#### [REQUIRED WORK]
Copy everything in the passage on genes, experience, and growth from "A child’s early" down to "growth of mind.", word for word.

-------- EXCERPTED PASSAGE

Gene, Experience, Growth
Fifty percent of our behavioral characteristics are acquired from our genetic background and the other fifty percent comes from interaction with the environment during our childhood years. The basic formation of our mind therefore occurs from the way our gene interacts with our environmental experiences as a child. Positive experiences go to stimulate the brain cells and the establishment of connections between the neurons (brain cells) to form brains information processing system. Negative experiences are seen as danger and directedto our defense system to preserve survival.
A child’s early environments are home, school, religious and cultural organizations. A Child’s attachment to the caretaker at home plays a significant role in the development of his/her mind. A secure attachment occurs when the caretaker responds to the child’s expressed need. The child’s inborn ability to read facial expression and reciprocate to positive expressions establishes a mind to mind connection between the two. It facilitates the growth of mind and help the child tolerate negative experiences. A child with an insecure attachment with the caretaker lacking such security reacts adversely to negative experiences which inhibits learning and impairs the growth of mind.

----------------
-------- RECORDED DATA

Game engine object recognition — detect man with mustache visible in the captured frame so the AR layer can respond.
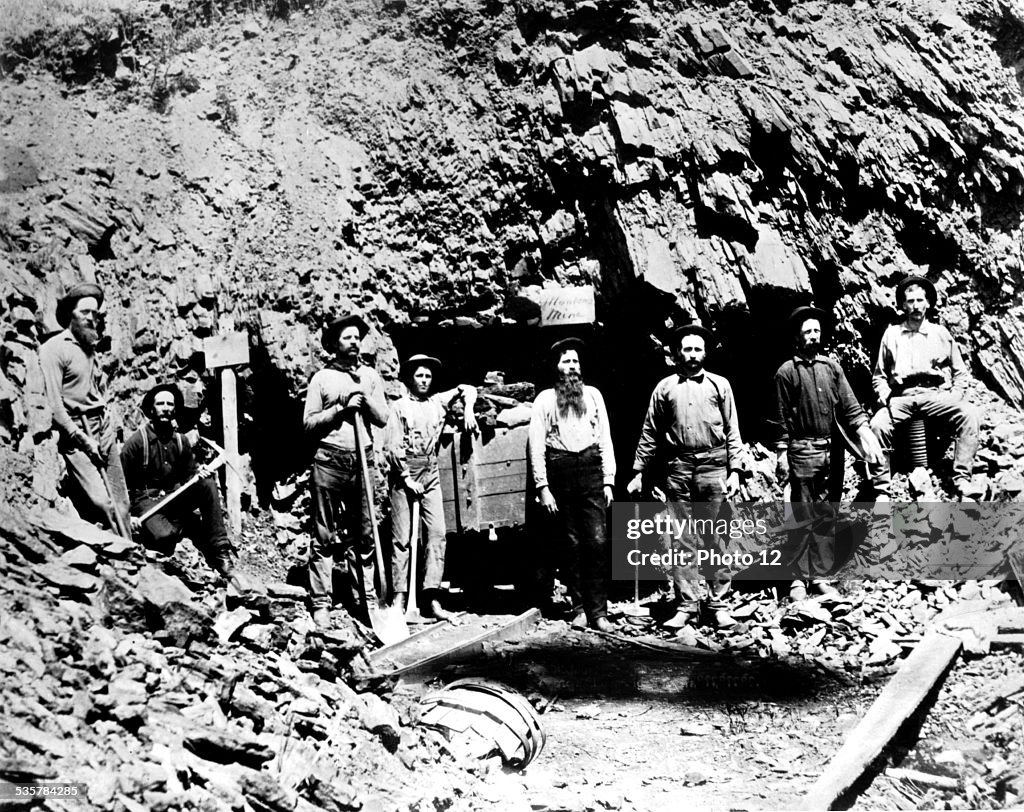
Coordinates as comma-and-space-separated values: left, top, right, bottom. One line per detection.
121, 384, 234, 580
627, 323, 746, 629
529, 338, 615, 632
302, 314, 387, 629
39, 283, 128, 532
773, 306, 882, 600
868, 275, 979, 502
384, 355, 477, 621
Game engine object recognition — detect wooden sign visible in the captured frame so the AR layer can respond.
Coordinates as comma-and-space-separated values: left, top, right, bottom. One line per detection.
203, 333, 249, 370
537, 285, 595, 327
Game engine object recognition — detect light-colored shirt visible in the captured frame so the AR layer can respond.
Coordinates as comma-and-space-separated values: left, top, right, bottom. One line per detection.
302, 365, 387, 451
39, 329, 106, 439
529, 386, 615, 488
872, 322, 967, 403
633, 371, 744, 472
384, 387, 462, 479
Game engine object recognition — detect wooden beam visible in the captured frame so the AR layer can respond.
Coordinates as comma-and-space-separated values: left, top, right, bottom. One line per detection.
801, 631, 961, 809
220, 367, 242, 538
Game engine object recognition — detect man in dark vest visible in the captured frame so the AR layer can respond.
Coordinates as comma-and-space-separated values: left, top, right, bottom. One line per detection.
302, 314, 387, 629
121, 384, 234, 579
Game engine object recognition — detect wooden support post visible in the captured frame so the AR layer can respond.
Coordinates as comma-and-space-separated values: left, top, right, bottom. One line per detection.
203, 325, 249, 537
220, 367, 242, 537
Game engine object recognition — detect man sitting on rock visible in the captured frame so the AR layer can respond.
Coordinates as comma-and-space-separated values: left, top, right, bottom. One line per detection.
384, 355, 476, 619
121, 384, 234, 580
868, 276, 978, 502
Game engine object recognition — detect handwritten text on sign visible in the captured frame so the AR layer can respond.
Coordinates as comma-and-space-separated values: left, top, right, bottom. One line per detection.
537, 285, 595, 327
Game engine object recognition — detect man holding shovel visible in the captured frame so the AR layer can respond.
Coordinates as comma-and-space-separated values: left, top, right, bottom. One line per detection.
121, 384, 234, 580
302, 314, 387, 629
39, 283, 130, 536
384, 355, 477, 619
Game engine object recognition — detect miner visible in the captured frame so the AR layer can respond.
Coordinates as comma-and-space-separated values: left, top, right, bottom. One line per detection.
529, 338, 615, 632
627, 324, 746, 629
773, 306, 882, 600
868, 275, 978, 502
384, 355, 477, 619
121, 384, 234, 580
302, 314, 387, 628
39, 283, 128, 532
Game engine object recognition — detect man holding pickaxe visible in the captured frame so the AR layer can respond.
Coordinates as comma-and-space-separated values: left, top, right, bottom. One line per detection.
39, 283, 130, 537
302, 314, 387, 629
121, 384, 234, 580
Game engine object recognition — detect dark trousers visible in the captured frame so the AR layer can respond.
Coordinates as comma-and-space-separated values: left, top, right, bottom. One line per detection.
785, 438, 836, 582
546, 445, 608, 623
309, 444, 376, 614
132, 476, 233, 574
663, 448, 732, 611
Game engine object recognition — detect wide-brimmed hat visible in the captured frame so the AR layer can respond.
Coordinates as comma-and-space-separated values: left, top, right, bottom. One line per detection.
790, 304, 831, 332
56, 282, 103, 328
401, 353, 441, 375
672, 322, 717, 349
321, 313, 370, 352
142, 383, 185, 417
896, 275, 939, 307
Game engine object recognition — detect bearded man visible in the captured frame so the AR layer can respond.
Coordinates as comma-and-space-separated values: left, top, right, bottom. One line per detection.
627, 324, 746, 629
774, 306, 883, 600
384, 355, 477, 619
302, 314, 387, 629
121, 384, 233, 580
529, 338, 615, 632
39, 283, 128, 532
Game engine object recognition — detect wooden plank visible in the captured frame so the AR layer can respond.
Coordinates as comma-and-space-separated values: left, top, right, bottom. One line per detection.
220, 367, 242, 539
801, 631, 961, 809
387, 608, 541, 677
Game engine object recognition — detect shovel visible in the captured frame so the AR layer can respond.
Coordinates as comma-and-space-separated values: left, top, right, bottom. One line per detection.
406, 496, 424, 624
623, 503, 650, 623
353, 415, 409, 646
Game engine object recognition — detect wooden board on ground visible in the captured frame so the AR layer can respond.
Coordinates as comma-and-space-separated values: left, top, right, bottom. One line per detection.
368, 609, 541, 676
438, 426, 528, 532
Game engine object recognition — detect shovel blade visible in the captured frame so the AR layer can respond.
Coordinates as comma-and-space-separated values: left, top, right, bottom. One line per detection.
369, 606, 409, 646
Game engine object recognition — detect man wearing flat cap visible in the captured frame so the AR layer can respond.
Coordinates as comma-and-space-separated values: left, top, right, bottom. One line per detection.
384, 355, 477, 619
121, 384, 234, 579
627, 324, 746, 629
529, 338, 615, 632
868, 275, 979, 502
302, 314, 387, 628
39, 283, 128, 532
773, 306, 882, 600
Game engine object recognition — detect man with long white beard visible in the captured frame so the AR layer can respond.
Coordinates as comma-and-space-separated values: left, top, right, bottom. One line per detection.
529, 338, 615, 632
39, 283, 128, 532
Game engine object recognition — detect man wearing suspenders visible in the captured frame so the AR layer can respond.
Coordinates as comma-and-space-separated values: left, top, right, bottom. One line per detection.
121, 384, 234, 579
384, 355, 477, 619
627, 324, 744, 629
529, 338, 615, 632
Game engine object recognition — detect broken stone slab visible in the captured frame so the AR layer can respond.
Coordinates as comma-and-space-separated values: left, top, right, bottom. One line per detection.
33, 561, 99, 595
182, 727, 274, 769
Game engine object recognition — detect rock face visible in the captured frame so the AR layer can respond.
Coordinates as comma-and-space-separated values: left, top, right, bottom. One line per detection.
0, 0, 1024, 481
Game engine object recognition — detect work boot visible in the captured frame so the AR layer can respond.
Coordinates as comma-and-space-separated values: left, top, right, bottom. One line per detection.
662, 607, 696, 629
313, 606, 331, 629
714, 609, 736, 629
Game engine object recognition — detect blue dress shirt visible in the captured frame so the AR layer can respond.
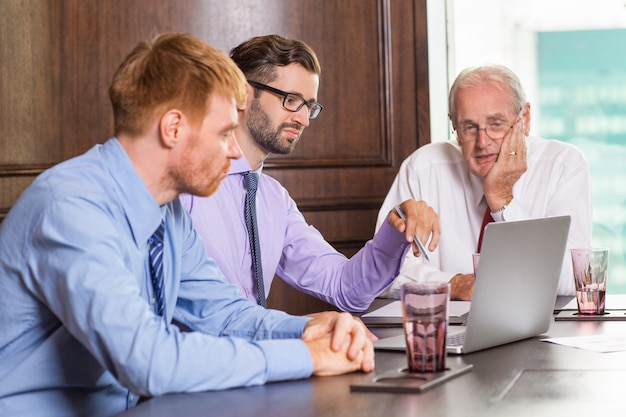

----------------

#### [COMPLETED EXERCISE]
A child’s early environments are home, school, religious and cultural organizations. A Child’s attachment to the caretaker at home plays a significant role in the development of his/her mind. A secure attachment occurs when the caretaker responds to the child’s expressed need. The child’s inborn ability to read facial expression and reciprocate to positive expressions establishes a mind to mind connection between the two. It facilitates the growth of mind and help the child tolerate negative experiences. A child with an insecure attachment with the caretaker lacking such security reacts adversely to negative experiences which inhibits learning and impairs the growth of mind.